### Directions
Report each line of the entries below that contains the string "bare", and copy those lines unchanged.

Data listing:
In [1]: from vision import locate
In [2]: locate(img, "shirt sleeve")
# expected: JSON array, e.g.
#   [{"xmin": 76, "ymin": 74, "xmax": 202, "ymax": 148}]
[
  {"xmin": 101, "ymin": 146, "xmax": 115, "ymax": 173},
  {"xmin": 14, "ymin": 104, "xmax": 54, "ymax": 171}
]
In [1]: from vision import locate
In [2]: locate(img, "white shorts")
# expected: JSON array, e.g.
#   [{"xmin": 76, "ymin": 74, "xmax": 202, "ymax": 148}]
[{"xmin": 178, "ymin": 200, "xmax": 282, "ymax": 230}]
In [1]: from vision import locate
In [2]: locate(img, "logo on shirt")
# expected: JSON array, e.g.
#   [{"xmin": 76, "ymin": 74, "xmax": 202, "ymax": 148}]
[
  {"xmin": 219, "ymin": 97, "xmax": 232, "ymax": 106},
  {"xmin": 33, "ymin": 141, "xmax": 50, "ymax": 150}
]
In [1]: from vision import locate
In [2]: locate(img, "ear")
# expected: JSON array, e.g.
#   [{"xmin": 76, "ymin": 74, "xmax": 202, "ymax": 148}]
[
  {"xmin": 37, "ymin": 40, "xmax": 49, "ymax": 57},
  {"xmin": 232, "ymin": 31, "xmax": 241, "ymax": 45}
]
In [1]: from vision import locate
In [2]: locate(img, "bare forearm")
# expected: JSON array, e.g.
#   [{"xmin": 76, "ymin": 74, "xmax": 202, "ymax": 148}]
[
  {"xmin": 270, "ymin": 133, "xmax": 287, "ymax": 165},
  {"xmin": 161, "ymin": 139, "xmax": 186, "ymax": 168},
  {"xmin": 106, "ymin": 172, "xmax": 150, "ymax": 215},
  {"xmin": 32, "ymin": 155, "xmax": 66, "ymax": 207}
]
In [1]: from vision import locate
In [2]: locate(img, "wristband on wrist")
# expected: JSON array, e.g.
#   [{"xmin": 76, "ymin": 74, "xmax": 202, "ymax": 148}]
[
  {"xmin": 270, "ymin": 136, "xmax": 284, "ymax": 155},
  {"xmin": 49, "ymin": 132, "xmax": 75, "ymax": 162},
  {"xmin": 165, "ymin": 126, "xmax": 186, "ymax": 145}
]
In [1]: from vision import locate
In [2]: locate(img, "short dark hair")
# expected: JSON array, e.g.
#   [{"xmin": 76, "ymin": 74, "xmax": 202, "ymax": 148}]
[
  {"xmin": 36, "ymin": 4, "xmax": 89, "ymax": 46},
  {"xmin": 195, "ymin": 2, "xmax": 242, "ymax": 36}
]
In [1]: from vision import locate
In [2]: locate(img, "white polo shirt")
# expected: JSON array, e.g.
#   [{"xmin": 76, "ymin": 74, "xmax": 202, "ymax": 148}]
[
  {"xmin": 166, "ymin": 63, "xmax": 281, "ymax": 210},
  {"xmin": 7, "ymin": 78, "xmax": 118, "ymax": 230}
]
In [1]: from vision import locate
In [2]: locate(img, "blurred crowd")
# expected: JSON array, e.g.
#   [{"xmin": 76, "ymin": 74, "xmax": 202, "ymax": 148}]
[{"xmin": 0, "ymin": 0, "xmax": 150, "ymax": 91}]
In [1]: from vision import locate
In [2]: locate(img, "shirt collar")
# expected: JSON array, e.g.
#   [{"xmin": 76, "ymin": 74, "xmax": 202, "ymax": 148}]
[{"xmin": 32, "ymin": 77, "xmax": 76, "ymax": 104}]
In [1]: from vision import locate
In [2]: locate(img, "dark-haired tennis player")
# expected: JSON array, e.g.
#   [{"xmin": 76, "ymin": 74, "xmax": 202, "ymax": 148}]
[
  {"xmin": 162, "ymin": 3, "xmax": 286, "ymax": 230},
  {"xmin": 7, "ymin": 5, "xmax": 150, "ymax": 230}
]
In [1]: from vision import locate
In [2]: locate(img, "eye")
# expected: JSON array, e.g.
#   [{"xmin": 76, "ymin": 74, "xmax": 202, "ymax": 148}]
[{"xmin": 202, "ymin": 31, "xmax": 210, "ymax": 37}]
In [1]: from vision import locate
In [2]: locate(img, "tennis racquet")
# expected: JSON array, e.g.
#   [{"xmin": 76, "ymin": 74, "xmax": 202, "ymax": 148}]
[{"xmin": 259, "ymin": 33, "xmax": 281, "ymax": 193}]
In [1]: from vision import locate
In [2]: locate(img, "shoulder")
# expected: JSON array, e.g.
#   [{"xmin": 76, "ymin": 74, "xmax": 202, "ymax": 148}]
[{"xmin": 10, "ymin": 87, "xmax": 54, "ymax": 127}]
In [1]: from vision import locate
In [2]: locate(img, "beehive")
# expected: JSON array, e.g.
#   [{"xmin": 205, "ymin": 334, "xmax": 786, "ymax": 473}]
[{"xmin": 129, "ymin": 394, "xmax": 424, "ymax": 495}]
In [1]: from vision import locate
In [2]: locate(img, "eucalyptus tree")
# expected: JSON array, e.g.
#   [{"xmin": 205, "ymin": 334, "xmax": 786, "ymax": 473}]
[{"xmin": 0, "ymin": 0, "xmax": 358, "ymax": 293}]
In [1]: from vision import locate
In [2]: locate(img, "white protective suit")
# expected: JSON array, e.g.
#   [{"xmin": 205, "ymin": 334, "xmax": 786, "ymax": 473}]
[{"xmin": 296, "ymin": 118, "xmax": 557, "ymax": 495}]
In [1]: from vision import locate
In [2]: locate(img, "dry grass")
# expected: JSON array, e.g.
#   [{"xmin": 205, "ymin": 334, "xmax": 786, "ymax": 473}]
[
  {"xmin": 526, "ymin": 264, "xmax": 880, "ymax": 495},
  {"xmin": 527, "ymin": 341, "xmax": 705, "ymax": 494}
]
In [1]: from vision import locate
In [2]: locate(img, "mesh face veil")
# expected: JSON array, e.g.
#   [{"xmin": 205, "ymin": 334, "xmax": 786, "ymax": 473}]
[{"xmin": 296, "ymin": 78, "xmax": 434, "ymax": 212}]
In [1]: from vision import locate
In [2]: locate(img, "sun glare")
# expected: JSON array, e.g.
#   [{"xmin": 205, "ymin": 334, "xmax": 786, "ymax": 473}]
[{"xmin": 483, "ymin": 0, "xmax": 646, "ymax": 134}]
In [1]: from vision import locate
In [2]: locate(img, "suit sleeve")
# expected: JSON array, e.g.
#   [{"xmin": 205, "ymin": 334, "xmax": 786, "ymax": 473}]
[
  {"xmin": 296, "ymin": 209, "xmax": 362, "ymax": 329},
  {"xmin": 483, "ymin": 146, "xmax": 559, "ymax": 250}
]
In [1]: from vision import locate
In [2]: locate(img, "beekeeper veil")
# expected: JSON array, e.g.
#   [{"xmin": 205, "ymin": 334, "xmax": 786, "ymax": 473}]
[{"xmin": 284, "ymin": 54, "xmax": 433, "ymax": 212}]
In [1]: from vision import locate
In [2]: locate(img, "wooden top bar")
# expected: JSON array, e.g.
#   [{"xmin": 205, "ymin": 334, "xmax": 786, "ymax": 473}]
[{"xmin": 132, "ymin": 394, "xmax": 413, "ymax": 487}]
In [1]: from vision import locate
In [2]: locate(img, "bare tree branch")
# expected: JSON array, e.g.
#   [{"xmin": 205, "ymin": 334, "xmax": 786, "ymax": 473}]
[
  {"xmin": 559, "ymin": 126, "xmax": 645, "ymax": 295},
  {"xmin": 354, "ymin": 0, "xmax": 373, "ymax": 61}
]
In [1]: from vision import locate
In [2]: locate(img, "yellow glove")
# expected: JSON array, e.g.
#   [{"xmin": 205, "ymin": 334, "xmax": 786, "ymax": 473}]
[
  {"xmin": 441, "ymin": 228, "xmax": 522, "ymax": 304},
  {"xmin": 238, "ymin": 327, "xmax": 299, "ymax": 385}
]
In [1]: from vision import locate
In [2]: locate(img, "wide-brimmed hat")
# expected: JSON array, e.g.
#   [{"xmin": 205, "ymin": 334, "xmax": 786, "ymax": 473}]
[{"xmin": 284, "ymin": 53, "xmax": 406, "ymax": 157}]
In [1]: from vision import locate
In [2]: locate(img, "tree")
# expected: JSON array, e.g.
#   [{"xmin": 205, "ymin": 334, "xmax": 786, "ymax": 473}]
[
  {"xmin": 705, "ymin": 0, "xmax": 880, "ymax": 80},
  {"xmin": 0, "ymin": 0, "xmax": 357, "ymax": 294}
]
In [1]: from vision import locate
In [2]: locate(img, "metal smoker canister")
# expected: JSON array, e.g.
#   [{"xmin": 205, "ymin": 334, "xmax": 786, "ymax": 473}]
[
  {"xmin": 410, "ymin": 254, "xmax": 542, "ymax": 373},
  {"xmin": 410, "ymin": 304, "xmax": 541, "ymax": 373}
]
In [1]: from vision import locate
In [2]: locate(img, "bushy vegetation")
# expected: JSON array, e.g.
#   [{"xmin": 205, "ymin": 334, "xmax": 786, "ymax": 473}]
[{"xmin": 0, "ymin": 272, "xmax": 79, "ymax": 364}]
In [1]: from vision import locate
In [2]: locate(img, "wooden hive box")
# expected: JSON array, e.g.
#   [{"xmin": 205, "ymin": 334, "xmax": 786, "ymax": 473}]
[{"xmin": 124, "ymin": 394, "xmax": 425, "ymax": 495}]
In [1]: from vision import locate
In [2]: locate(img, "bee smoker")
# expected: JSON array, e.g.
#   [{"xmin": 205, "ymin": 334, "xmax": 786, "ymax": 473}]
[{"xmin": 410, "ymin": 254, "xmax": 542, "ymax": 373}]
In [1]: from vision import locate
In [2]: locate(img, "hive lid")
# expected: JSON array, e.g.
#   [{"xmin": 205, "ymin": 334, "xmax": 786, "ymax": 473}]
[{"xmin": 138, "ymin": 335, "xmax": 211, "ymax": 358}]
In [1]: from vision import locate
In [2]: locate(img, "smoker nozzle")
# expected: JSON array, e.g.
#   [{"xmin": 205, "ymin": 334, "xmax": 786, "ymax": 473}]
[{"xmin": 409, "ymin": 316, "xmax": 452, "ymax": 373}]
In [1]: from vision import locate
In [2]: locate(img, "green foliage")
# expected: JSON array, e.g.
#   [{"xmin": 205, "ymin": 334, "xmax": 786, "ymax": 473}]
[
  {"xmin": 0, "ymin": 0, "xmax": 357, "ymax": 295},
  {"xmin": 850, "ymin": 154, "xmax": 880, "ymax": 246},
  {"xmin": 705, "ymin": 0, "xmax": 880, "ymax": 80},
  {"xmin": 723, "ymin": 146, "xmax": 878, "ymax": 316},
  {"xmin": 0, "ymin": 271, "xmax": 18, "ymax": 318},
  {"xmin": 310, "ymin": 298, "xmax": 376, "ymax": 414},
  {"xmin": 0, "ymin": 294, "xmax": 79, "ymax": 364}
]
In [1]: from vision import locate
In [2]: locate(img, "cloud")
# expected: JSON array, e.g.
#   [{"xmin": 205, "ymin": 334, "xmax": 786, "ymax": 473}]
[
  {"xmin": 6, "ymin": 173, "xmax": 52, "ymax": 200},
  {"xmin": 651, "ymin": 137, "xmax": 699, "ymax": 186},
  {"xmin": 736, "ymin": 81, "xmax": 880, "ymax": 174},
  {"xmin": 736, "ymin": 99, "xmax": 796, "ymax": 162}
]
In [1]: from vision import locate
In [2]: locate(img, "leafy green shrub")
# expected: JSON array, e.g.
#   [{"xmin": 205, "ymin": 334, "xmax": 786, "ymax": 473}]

### Worked solution
In [2]: locate(img, "bare forearm")
In [2]: locate(img, "bare tree branch")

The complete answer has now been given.